Copy the material below line for line, without changing anything, and leave the pictures out of your copy.

§ SUPPLIED RECORDS:
/---

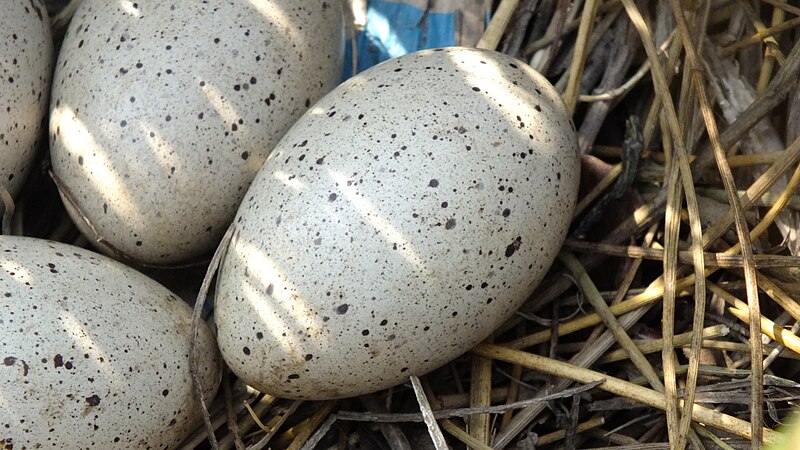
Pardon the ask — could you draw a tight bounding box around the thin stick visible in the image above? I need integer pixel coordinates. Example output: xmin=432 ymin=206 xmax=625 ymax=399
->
xmin=247 ymin=400 xmax=303 ymax=450
xmin=494 ymin=307 xmax=649 ymax=450
xmin=558 ymin=252 xmax=664 ymax=392
xmin=622 ymin=0 xmax=705 ymax=449
xmin=0 ymin=184 xmax=14 ymax=235
xmin=189 ymin=223 xmax=236 ymax=450
xmin=695 ymin=36 xmax=800 ymax=179
xmin=286 ymin=400 xmax=338 ymax=450
xmin=336 ymin=381 xmax=602 ymax=423
xmin=672 ymin=0 xmax=768 ymax=440
xmin=564 ymin=239 xmax=800 ymax=269
xmin=476 ymin=0 xmax=520 ymax=50
xmin=597 ymin=325 xmax=730 ymax=364
xmin=708 ymin=283 xmax=800 ymax=355
xmin=536 ymin=417 xmax=606 ymax=446
xmin=222 ymin=367 xmax=245 ymax=450
xmin=761 ymin=0 xmax=800 ymax=16
xmin=300 ymin=414 xmax=337 ymax=450
xmin=564 ymin=0 xmax=598 ymax=113
xmin=722 ymin=17 xmax=800 ymax=56
xmin=467 ymin=355 xmax=492 ymax=444
xmin=472 ymin=344 xmax=779 ymax=443
xmin=410 ymin=375 xmax=449 ymax=450
xmin=420 ymin=380 xmax=495 ymax=450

\---

§ ANSWER:
Pardon the ask — could you draw a tight bounding box around the thin stick visible in the image above? I need integer pixel coordinates. Example output: xmin=432 ymin=206 xmax=625 ymax=399
->
xmin=247 ymin=400 xmax=303 ymax=450
xmin=494 ymin=307 xmax=649 ymax=450
xmin=558 ymin=252 xmax=664 ymax=392
xmin=622 ymin=0 xmax=705 ymax=449
xmin=0 ymin=184 xmax=14 ymax=235
xmin=189 ymin=223 xmax=236 ymax=450
xmin=695 ymin=36 xmax=800 ymax=179
xmin=286 ymin=400 xmax=338 ymax=450
xmin=336 ymin=381 xmax=602 ymax=423
xmin=672 ymin=0 xmax=768 ymax=440
xmin=564 ymin=239 xmax=800 ymax=269
xmin=476 ymin=0 xmax=520 ymax=50
xmin=597 ymin=325 xmax=730 ymax=364
xmin=708 ymin=283 xmax=800 ymax=355
xmin=536 ymin=417 xmax=606 ymax=446
xmin=222 ymin=367 xmax=245 ymax=450
xmin=761 ymin=0 xmax=800 ymax=16
xmin=300 ymin=414 xmax=337 ymax=450
xmin=564 ymin=0 xmax=598 ymax=113
xmin=722 ymin=17 xmax=800 ymax=56
xmin=467 ymin=355 xmax=492 ymax=444
xmin=472 ymin=344 xmax=779 ymax=443
xmin=410 ymin=375 xmax=449 ymax=450
xmin=420 ymin=380 xmax=495 ymax=450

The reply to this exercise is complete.